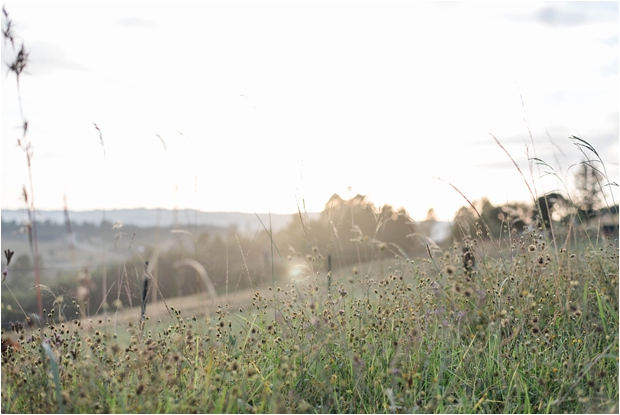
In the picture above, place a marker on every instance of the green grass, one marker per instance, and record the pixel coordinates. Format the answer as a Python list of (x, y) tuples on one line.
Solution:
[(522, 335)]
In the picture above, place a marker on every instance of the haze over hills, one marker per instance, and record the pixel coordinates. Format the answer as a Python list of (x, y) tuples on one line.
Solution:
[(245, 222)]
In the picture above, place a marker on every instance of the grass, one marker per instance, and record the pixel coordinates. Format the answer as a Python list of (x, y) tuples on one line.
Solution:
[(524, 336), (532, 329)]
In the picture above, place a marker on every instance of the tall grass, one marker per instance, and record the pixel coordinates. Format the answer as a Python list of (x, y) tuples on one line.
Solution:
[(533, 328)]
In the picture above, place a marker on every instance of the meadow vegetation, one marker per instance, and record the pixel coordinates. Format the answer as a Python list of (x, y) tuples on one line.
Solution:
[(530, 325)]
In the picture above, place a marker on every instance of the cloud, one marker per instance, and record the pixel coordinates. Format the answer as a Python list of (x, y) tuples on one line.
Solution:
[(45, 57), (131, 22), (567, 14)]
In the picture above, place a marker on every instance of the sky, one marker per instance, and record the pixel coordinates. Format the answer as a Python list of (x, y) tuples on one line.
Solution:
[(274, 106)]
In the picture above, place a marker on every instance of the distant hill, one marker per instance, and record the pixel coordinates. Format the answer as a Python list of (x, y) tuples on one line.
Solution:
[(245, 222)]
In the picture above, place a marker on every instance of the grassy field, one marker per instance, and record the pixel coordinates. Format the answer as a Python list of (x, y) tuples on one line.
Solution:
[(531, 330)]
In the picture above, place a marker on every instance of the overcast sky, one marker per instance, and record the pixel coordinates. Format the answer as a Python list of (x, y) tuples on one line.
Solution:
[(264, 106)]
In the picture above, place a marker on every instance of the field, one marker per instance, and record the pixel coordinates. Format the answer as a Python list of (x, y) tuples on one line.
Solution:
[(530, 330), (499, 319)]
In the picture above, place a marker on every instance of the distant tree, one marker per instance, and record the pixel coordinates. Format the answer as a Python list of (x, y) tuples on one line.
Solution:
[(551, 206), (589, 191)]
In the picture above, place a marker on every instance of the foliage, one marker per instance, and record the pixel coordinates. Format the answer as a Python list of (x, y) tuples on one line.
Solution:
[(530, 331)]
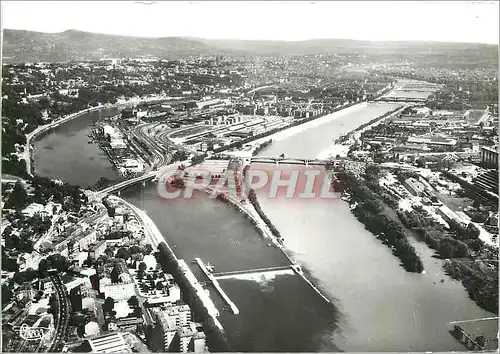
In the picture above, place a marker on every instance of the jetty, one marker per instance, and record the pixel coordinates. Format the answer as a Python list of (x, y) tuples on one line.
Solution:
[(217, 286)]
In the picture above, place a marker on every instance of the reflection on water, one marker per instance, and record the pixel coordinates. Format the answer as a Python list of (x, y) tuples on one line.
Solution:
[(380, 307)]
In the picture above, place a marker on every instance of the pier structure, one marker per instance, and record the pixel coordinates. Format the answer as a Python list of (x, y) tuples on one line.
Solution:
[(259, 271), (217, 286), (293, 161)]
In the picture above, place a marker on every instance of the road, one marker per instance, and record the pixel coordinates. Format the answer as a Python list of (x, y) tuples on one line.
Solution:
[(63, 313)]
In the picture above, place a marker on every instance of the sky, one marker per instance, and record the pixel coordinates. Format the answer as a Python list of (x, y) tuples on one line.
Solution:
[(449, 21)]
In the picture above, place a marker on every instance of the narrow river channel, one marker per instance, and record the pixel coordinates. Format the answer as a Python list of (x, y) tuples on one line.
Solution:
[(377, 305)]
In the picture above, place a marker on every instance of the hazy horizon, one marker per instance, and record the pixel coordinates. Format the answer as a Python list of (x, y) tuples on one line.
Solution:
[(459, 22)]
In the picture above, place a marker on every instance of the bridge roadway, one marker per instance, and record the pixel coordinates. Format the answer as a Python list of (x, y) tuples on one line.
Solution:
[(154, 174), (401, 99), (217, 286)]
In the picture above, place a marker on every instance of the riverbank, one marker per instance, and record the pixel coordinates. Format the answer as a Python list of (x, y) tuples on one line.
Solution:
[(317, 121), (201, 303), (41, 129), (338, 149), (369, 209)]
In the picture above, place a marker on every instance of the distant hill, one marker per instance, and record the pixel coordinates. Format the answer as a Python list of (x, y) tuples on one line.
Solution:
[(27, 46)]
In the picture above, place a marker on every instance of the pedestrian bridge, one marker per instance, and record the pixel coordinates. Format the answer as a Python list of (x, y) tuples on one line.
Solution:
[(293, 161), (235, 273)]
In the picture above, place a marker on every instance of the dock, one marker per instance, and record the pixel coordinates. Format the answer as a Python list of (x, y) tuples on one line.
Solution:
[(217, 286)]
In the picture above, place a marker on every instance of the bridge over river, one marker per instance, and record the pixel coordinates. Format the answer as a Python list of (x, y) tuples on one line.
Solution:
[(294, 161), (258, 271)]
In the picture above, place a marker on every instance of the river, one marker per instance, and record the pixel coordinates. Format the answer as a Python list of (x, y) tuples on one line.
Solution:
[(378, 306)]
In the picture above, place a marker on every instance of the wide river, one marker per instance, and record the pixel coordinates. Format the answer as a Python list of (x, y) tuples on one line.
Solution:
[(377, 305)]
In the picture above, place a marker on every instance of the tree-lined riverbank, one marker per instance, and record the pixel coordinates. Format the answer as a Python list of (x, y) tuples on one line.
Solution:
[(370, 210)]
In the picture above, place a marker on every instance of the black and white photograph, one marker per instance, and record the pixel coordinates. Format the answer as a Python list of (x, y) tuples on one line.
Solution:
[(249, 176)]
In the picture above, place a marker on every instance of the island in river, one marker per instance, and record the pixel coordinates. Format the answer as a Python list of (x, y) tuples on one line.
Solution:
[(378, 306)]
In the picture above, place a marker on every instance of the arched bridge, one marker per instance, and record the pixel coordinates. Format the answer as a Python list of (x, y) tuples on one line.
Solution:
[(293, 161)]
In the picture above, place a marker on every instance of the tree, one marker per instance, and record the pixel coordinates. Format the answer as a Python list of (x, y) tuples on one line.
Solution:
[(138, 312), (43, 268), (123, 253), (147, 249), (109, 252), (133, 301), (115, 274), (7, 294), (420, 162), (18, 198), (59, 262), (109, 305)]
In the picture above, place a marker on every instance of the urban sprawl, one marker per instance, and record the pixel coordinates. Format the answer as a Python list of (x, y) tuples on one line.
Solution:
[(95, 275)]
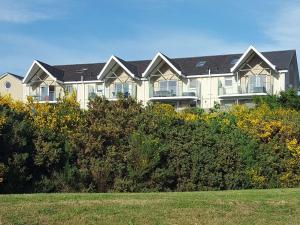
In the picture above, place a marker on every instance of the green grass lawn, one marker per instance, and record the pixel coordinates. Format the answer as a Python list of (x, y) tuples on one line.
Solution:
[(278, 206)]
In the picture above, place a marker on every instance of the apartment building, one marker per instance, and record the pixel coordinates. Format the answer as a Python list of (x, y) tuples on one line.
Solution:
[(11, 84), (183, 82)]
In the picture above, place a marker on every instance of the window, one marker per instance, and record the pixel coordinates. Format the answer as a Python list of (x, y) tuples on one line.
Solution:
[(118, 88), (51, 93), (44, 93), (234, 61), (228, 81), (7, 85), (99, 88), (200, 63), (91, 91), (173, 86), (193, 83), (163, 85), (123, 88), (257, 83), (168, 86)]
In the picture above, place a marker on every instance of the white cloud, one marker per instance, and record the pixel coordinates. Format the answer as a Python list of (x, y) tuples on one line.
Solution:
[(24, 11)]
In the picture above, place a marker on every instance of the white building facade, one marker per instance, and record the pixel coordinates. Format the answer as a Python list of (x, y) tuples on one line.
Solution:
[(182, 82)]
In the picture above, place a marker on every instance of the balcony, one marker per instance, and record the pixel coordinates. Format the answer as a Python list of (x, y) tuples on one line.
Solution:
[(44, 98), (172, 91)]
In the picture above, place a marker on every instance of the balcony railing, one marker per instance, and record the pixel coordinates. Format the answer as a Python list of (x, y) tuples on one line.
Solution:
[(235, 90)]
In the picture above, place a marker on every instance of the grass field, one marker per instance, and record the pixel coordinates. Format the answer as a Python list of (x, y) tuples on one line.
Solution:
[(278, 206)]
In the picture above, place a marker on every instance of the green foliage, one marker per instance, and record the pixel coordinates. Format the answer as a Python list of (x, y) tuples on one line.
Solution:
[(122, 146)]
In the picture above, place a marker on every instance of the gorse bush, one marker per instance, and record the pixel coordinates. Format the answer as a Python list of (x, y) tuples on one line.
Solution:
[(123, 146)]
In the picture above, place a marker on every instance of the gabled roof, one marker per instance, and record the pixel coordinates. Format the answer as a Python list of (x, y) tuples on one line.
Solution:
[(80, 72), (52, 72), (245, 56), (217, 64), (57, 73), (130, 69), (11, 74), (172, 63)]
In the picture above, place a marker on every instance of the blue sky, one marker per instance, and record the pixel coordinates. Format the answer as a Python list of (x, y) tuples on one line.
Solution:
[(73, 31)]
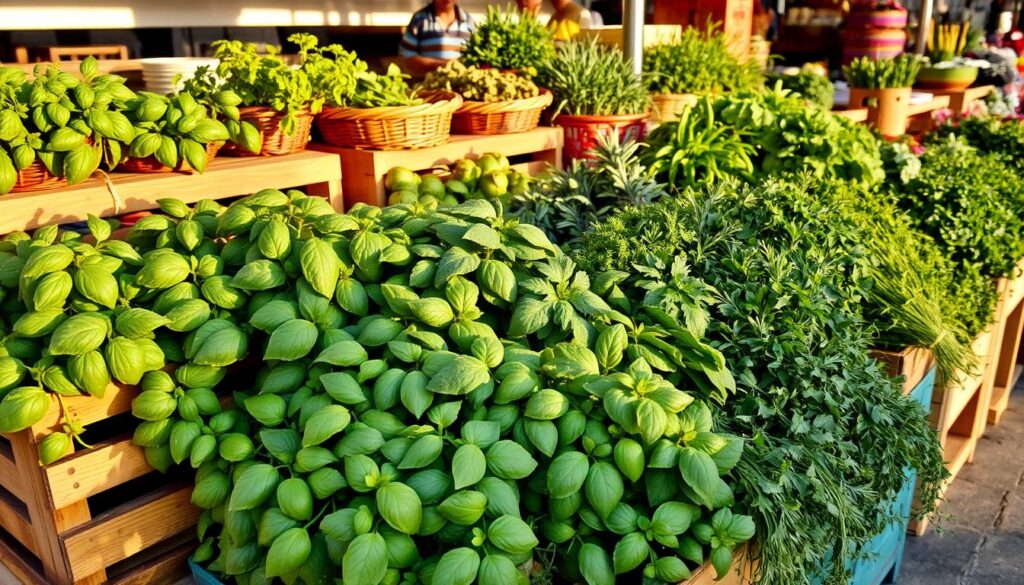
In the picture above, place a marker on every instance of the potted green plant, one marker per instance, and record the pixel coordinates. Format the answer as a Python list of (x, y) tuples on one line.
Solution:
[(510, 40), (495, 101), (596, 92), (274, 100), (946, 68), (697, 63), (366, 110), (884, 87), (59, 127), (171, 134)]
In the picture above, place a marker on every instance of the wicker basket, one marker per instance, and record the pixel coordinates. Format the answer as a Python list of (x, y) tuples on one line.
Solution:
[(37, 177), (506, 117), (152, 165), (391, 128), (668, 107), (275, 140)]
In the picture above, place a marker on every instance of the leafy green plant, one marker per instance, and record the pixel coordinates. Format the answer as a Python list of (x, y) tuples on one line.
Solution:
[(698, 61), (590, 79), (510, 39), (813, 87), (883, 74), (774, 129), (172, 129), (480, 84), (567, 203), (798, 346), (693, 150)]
-.-.-
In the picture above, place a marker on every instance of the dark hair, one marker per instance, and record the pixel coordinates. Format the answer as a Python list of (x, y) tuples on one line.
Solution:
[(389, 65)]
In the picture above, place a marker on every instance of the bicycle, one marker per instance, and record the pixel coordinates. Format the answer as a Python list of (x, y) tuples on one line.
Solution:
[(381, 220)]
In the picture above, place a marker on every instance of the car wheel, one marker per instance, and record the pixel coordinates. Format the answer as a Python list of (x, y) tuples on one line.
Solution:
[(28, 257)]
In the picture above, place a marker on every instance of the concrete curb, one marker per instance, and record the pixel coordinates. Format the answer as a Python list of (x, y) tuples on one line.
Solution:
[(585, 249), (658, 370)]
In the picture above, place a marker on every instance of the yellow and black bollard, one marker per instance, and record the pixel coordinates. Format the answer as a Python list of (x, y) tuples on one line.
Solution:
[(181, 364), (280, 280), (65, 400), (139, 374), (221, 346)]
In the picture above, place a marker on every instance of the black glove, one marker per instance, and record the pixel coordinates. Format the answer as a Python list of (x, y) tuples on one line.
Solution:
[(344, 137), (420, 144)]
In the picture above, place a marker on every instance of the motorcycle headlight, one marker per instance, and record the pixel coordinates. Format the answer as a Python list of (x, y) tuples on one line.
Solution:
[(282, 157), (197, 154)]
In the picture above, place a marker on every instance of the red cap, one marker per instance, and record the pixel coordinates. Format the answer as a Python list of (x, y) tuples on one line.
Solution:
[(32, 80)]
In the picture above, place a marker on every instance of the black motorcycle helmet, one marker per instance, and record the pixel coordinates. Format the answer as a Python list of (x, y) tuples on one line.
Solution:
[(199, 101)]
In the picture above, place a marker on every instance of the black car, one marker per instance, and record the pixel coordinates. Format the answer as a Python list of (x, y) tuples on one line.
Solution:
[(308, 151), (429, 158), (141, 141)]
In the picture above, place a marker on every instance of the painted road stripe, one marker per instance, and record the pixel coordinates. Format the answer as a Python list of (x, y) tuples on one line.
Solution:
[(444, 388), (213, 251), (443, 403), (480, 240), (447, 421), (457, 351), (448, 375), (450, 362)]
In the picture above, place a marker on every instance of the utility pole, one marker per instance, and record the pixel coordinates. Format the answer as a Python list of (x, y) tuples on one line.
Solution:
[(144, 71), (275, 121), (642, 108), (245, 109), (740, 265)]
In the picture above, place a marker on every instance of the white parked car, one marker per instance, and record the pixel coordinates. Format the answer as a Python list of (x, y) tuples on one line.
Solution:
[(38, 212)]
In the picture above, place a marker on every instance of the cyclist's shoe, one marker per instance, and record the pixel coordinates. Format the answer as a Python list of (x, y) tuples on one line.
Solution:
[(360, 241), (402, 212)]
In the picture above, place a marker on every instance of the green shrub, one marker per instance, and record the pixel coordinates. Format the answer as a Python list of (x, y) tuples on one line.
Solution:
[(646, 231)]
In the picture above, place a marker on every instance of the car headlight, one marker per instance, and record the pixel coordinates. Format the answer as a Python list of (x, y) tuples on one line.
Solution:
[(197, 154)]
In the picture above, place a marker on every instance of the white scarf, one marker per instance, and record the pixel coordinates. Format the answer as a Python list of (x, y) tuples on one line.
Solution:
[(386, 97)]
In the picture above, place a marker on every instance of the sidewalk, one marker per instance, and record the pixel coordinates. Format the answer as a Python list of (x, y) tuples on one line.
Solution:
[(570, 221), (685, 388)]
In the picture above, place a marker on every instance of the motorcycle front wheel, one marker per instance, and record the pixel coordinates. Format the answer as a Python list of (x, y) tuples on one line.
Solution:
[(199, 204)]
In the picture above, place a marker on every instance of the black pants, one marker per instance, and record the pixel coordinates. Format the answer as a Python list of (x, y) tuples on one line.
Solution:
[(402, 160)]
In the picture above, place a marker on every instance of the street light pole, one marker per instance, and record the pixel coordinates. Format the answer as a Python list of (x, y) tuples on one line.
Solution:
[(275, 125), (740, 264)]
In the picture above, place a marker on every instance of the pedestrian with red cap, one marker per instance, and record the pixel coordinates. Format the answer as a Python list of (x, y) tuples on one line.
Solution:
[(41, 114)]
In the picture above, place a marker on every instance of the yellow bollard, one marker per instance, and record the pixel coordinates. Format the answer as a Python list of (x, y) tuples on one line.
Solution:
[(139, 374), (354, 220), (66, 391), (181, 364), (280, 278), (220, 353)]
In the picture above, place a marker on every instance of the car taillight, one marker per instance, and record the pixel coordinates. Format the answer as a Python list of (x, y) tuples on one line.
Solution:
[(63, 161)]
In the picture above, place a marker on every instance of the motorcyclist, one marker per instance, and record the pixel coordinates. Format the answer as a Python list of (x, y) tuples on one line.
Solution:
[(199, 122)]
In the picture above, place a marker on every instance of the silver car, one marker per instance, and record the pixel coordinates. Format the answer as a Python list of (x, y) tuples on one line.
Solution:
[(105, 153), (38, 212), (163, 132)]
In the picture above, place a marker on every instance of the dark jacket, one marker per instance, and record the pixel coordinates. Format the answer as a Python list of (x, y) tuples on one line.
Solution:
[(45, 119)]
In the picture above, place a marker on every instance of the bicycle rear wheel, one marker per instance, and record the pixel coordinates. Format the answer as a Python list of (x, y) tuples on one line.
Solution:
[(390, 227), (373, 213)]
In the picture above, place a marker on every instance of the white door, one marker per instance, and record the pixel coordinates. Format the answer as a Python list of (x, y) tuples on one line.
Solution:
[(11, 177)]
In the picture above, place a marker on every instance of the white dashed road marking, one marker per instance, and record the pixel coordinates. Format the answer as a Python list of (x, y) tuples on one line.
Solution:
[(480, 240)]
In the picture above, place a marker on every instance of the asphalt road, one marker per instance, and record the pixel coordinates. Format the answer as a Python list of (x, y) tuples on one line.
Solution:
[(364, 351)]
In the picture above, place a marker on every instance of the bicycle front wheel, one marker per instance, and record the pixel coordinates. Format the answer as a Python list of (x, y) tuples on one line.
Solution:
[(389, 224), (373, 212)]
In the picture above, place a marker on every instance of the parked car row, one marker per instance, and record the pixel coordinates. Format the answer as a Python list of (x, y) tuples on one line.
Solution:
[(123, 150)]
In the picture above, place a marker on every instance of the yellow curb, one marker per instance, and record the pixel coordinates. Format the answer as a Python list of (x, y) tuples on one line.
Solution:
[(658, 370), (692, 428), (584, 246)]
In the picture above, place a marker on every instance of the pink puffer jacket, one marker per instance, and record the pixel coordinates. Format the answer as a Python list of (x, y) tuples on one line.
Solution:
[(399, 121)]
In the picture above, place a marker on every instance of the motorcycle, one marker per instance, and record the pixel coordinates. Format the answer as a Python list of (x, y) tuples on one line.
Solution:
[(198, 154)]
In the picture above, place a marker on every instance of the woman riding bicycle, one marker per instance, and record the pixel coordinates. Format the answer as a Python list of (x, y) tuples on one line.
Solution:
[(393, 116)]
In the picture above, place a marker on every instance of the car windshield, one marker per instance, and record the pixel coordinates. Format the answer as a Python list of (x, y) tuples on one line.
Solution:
-.-.-
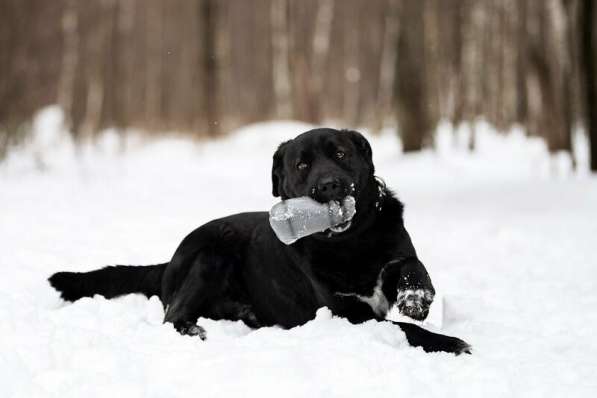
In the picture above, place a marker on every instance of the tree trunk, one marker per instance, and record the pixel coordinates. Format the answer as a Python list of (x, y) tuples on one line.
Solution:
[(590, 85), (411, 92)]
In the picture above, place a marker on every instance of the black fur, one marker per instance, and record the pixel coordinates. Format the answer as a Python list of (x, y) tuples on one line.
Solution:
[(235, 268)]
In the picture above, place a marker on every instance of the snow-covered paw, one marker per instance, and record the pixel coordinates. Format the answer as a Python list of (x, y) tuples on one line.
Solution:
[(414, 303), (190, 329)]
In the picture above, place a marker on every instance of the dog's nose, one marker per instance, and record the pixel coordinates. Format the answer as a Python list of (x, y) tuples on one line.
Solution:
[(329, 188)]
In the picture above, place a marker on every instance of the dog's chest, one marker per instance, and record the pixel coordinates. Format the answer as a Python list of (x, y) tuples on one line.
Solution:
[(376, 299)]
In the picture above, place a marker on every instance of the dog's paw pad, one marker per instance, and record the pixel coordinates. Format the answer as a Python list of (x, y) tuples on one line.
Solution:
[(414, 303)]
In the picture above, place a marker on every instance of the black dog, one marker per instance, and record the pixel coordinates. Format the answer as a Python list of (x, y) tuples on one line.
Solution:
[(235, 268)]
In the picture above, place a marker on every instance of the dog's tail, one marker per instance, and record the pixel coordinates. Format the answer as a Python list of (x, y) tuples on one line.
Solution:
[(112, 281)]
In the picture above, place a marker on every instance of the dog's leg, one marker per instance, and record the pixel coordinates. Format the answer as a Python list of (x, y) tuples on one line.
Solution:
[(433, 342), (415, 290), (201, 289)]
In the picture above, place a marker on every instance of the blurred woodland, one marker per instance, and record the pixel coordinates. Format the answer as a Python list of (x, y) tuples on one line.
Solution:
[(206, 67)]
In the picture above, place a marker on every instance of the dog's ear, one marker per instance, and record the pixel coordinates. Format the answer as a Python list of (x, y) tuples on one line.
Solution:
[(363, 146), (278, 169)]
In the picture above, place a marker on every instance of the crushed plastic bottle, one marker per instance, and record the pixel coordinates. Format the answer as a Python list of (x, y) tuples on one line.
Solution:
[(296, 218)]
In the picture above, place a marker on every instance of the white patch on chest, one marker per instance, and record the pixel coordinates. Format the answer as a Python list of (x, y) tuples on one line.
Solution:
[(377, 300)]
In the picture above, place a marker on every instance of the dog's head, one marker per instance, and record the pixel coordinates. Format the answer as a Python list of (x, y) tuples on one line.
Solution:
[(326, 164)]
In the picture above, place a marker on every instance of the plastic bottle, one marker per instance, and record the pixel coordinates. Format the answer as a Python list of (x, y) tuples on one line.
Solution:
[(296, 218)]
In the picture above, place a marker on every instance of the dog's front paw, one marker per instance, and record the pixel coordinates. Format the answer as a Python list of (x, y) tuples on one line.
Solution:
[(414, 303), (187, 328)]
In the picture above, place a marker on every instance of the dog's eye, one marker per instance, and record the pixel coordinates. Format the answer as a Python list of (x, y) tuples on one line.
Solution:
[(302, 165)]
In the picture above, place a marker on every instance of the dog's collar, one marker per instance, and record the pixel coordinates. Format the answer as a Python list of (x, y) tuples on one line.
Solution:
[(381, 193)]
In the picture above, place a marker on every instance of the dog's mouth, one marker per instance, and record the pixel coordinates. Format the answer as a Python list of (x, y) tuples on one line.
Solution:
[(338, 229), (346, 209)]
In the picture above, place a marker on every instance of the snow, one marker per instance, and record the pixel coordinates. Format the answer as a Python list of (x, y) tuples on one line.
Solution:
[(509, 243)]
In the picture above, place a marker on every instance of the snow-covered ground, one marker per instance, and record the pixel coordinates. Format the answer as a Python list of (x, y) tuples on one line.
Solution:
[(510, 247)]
-.-.-
WHAT THE TASK ASKS
Could you reproduce the material verbatim, from the line that contains "of the urban" through the line that contains "[(235, 90)]", and omit the pictures?

RESPONSE BELOW
In the picture above, place a marker on every instance of the urban sprawl, one marker per instance, and record the pixel coordinates. Format the answer as a Python list of (x, y) tuples on one line.
Solution:
[(95, 275)]
In the picture above, place a marker on every instance of the green grass lawn, one marker per instance, and record the pixel coordinates. Format the answer as a Python list of (x, y) tuples on one line.
Solution:
[(278, 206)]
In the picture above, place a marker on every instance of the apartment building, one marker per instance, and record the pixel coordinates. Format the answer as a Python list of (x, y) tuples on one line.
Solution:
[(11, 84), (183, 82)]
In the picture above, place a marker on every instance of the window, one marker per instance, and record the pixel coordinates. Format the answer as a Python list of (x, y) tuples on one line.
Solution:
[(118, 88), (51, 93), (44, 93), (234, 61), (228, 81), (7, 85), (99, 88), (200, 63), (91, 91), (173, 86), (193, 83), (163, 85), (123, 88), (257, 83), (168, 86)]
In the picture above, place a marker on every instance of the white cloud, one marker per instance, and record the pixel coordinates. Format the answer as a Python list of (x, y) tuples on one line.
Solution:
[(24, 11)]
In the picture above, place a marker on every instance of the white building facade, one marker per instance, and record the pixel coordinates. Format the answer as a Python list of (x, y) tuples on one line.
Solution:
[(182, 82)]
In the picture above, place a marker on every instance of the balcony, one marker per instance, and record the pixel coordinates. Format the answer as a Python list of (x, y) tuples on one line.
Solution:
[(44, 98), (172, 91)]
In the picture above, place a marker on every instance of the balcony railing, one marker per instance, and record the pixel coordinates. Format the answer as a Python list of (x, y) tuples on one line.
Solution:
[(235, 90)]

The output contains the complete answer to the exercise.